→ **Work item**: Please rename "break" to "rest" in the forum post on air traffic controllers' working conditions, and write out the passage starting with "- an easy job" and going on through "to 6 hours!".

→ **Extract to read**:
*****

Post by mvg » 16 Mar 2019, 14:15

We probably can't agree on all the points discussed but thanks already for sharing your arguments.

From my point of view Atco's simply have brilliant conditions, not only looking at the salary.
Above earning more than 6000€ (after tax) per month, they have:

- a totally secure job, as they are State employees. In other words, they can never be fired. If they lose their medical they are guaranteed another job at the same salary (except the premies): ask pilots how much money such a guarantee is worth (and how much they pay for their "loss of income" insurance). As State employees, even if their company goes bankrupt, controllers will get another job, with the same salary scale! That's very different in other countries. And talk to ex-Sabena, ex-Virgin or ex-City Bird pilots...

And it's not only about the medical: have you heard about that Atco from UK who was fired because he...answered a phone he wasn't allowed to answer? Similar things happened in our country and guess what happened? Nothing :) No worries! But in any other country if you do anything else than your job on position, you are fired! Any pilot missing something very important because he would be doing something else not connected to his work at all would be fired!

- an easy job compared to the Atcos working in countries with higher salaries. Heathrow director, London ACC, and many others are not to be compared... Let's not even talk about their workload. Those guys can work up to 2 hours and a half on position and get 30 minutes break (usually less than 2.30 but if short of staff they just do it, without striking). As stated by a controller himself in this thread, here they get 2 to 3 hours break here per shift! Shifts last 6 hours (last hour is never worked) so basically we are comparing controllers who work 3 hours per day with others who work 5.30 to 6 hours!
Additionnally, many positions are single manned in neighboring countries. All radar positions in Canac are 2 persons sectors. Nothing wrong with that but then it costs the company twice the price (two atcos per position instead of one).

- about pension: at 57 (slightly variable according to how many years they have worked), a controller goes "in dispo", which means that he gets 80% of his salary until his pension and he can stay at home (yes, at home). Afterwards, pension is above 3500€ (after tax). Again not even comparable to other countries!

So yes, let's compare with others but everything! And let's compare with all the people who had to cancel their plans each time there was a strike!

*****

→ **Data under study**:
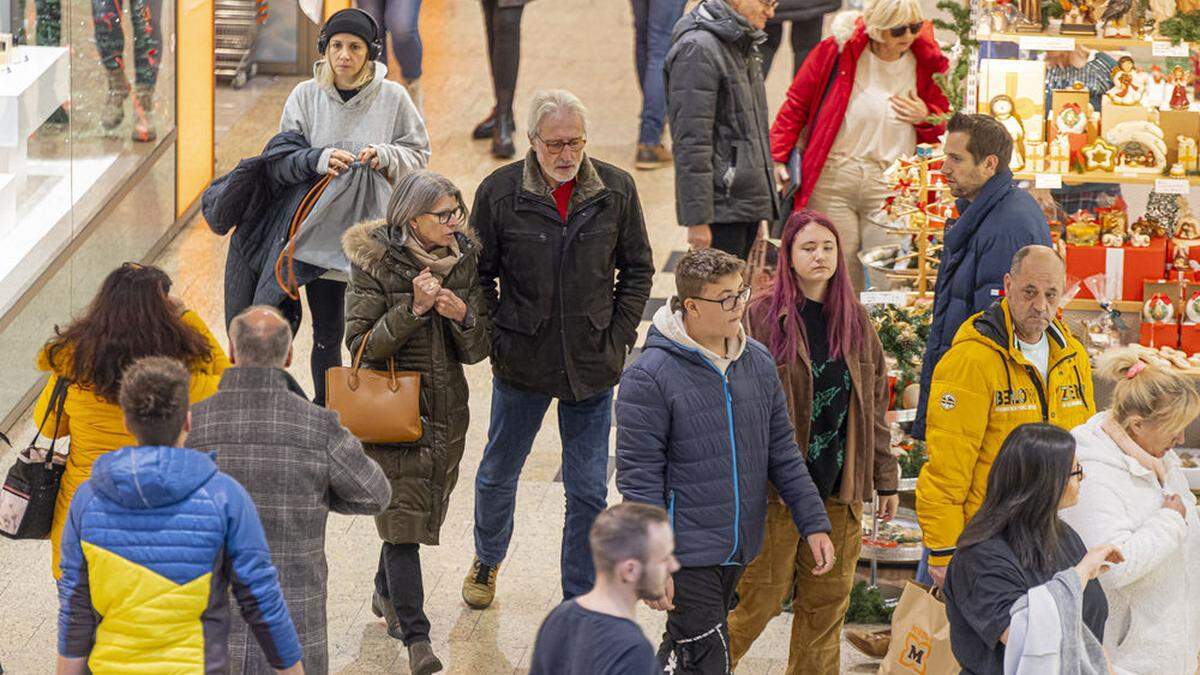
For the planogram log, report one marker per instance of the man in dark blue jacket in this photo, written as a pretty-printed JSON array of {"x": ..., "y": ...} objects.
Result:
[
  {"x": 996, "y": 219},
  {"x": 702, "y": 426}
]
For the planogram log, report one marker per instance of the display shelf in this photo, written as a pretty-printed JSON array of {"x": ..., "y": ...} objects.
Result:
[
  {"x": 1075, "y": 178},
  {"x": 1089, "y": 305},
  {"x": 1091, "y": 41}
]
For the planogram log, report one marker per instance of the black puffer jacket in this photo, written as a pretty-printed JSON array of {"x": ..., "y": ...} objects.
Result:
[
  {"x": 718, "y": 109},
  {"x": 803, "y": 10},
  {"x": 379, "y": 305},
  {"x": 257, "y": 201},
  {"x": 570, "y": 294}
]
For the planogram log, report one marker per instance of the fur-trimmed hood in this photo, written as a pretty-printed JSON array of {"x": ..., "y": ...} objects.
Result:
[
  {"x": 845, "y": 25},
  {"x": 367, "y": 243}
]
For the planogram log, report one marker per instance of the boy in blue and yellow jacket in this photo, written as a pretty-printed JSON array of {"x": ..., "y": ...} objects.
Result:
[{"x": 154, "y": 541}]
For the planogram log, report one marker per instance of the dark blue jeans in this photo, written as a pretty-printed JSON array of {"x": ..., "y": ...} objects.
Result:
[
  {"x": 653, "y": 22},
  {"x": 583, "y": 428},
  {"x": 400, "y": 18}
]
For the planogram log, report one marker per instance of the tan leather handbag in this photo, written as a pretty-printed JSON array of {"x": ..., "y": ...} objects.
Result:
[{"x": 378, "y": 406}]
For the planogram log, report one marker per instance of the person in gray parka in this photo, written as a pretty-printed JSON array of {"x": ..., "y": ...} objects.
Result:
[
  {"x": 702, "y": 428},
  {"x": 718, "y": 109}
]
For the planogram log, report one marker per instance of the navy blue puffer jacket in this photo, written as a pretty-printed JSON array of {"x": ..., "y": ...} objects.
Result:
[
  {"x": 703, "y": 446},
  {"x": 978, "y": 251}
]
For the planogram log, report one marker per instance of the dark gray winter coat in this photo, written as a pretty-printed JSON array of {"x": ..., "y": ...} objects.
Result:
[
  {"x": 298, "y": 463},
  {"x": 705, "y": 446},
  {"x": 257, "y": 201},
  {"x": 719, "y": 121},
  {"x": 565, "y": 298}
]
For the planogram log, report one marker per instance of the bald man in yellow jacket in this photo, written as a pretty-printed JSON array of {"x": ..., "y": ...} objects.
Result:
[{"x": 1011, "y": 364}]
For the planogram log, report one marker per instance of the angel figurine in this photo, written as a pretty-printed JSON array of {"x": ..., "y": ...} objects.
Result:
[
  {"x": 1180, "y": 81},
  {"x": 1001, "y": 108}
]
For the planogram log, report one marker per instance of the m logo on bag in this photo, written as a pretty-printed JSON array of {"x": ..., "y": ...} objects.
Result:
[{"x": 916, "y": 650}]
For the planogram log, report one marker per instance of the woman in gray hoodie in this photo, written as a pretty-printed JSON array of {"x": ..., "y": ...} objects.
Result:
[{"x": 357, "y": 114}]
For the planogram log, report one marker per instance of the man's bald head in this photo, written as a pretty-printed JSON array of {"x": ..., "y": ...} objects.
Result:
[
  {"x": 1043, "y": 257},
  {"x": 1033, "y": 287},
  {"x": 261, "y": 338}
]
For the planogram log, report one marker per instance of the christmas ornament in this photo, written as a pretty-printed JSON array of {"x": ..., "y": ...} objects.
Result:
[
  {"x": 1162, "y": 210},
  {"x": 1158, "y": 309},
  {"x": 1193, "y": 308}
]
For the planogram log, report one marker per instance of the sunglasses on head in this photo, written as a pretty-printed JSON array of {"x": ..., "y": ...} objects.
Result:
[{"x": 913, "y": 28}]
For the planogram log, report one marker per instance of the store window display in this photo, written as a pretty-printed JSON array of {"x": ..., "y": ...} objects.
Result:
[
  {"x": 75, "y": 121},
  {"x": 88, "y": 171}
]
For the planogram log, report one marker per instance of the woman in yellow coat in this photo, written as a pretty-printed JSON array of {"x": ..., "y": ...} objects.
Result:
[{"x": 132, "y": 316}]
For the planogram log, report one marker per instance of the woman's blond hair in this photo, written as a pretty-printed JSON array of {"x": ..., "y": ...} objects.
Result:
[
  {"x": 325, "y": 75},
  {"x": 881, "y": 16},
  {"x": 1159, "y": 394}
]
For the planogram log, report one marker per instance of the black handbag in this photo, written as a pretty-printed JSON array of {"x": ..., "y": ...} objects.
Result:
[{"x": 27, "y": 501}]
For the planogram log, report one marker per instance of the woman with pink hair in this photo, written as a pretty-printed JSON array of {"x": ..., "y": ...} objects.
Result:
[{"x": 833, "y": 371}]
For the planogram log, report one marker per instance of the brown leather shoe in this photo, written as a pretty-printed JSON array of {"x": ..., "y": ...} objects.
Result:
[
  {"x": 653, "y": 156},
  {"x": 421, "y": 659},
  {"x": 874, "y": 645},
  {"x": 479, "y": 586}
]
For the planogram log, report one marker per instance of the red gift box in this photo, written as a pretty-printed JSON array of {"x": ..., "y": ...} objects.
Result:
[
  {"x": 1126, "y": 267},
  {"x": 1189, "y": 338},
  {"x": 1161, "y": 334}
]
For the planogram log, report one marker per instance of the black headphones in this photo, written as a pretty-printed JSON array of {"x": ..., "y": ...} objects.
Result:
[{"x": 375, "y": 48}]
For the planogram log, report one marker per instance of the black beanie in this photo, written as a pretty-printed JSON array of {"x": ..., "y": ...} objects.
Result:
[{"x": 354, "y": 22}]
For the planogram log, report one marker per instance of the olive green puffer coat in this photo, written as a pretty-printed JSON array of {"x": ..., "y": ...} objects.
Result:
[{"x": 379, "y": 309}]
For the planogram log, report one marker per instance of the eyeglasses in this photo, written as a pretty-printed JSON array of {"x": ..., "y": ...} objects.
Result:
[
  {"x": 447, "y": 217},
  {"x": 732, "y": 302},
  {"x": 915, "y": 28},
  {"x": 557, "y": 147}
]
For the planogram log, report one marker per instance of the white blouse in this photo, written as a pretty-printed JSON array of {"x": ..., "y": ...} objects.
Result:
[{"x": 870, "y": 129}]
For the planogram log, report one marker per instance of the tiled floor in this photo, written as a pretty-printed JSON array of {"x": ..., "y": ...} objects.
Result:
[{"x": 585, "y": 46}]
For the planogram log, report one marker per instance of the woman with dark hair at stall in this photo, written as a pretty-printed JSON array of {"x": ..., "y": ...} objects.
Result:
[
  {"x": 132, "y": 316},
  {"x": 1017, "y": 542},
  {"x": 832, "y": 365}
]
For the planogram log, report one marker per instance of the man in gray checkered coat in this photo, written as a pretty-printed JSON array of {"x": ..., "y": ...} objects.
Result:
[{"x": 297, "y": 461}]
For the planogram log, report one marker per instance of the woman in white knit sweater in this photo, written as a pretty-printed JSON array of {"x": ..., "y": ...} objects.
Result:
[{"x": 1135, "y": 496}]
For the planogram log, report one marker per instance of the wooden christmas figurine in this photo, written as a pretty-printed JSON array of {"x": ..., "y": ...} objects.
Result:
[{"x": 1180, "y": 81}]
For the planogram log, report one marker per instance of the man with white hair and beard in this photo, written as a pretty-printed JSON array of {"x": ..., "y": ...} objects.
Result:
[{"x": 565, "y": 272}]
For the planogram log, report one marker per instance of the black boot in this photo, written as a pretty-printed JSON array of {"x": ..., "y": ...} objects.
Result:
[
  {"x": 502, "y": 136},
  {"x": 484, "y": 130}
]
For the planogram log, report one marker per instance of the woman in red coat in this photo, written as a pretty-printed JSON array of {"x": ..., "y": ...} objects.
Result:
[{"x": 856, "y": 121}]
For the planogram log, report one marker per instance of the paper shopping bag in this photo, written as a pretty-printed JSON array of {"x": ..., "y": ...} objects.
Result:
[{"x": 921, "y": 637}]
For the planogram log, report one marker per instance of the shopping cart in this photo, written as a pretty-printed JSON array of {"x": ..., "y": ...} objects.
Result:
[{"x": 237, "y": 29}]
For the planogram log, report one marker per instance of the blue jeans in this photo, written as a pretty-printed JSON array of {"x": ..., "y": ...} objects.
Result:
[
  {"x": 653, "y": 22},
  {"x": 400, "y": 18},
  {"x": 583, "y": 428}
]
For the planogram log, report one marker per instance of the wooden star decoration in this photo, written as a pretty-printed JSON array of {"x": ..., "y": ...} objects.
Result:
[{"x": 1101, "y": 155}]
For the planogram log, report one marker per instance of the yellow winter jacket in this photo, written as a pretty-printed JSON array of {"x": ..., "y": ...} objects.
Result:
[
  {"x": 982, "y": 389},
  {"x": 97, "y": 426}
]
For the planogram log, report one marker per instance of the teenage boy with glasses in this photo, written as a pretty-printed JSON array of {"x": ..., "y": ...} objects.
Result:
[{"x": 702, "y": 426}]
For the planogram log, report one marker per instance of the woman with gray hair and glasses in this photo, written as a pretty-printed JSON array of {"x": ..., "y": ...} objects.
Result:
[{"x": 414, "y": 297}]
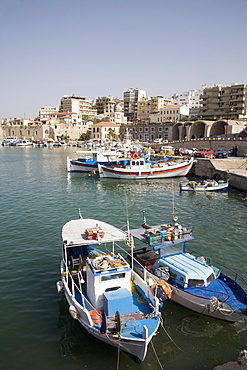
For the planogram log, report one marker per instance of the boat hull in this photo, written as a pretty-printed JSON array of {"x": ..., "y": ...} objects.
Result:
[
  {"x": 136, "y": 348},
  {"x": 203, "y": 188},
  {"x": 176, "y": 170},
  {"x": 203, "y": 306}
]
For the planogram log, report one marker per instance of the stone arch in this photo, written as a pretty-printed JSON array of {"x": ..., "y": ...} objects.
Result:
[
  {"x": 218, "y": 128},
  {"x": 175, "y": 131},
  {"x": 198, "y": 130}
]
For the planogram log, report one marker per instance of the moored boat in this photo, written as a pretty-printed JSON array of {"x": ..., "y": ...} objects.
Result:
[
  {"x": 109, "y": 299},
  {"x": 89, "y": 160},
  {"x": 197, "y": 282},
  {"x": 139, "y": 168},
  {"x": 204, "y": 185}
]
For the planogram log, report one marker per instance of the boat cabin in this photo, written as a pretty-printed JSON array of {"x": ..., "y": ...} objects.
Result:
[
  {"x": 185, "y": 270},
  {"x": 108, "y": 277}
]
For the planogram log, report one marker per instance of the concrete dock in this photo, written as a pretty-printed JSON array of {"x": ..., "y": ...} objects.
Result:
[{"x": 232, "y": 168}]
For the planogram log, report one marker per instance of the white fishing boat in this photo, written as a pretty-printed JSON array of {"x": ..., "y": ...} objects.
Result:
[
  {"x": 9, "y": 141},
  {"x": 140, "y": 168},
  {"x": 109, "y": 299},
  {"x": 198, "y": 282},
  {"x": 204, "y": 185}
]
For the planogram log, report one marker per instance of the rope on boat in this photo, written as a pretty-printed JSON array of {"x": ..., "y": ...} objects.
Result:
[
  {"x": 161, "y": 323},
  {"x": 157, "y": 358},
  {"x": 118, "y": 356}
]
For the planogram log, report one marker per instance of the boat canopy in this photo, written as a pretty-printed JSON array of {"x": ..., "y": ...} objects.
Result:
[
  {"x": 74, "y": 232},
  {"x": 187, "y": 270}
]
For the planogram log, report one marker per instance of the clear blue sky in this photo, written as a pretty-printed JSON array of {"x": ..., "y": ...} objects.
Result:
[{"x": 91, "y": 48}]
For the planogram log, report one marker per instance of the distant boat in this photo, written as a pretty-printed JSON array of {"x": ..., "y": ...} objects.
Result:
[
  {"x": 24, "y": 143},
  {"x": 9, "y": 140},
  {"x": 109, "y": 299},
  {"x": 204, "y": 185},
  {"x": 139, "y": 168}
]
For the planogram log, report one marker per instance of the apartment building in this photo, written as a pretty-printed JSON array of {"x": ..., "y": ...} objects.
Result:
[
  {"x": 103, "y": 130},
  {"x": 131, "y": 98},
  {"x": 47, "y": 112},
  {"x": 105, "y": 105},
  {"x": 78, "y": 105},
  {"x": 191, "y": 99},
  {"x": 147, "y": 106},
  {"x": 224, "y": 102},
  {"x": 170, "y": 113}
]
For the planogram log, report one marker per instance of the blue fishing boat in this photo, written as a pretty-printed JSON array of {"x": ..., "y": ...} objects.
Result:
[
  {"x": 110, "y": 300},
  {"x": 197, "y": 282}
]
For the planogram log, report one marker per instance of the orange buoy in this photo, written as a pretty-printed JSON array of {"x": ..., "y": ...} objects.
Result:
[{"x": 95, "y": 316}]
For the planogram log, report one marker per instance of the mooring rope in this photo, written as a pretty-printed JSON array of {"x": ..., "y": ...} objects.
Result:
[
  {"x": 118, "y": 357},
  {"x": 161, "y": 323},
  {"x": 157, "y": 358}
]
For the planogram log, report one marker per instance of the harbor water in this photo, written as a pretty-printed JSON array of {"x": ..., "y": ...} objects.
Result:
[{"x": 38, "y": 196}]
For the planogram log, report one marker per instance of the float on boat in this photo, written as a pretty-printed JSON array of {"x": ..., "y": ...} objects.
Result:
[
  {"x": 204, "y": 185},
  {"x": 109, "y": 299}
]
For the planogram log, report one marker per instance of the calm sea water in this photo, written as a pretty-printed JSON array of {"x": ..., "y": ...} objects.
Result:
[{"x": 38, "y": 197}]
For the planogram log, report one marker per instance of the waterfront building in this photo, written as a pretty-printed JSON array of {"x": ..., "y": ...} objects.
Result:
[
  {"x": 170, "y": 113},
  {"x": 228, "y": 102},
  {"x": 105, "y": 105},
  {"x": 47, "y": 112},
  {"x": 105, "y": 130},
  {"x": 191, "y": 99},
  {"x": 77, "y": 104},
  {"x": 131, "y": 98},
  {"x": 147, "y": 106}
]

*****

→ **Solution to this problem**:
- an easy job compared to the Atcos working in countries with higher salaries. Heathrow director, London ACC, and many others are not to be compared... Let's not even talk about their workload. Those guys can work up to 2 hours and a half on position and get 30 minutes rest (usually less than 2.30 but if short of staff they just do it, without striking). As stated by a controller himself in this thread, here they get 2 to 3 hours rest here per shift! Shifts last 6 hours (last hour is never worked) so basically we are comparing controllers who work 3 hours per day with others who work 5.30 to 6 hours!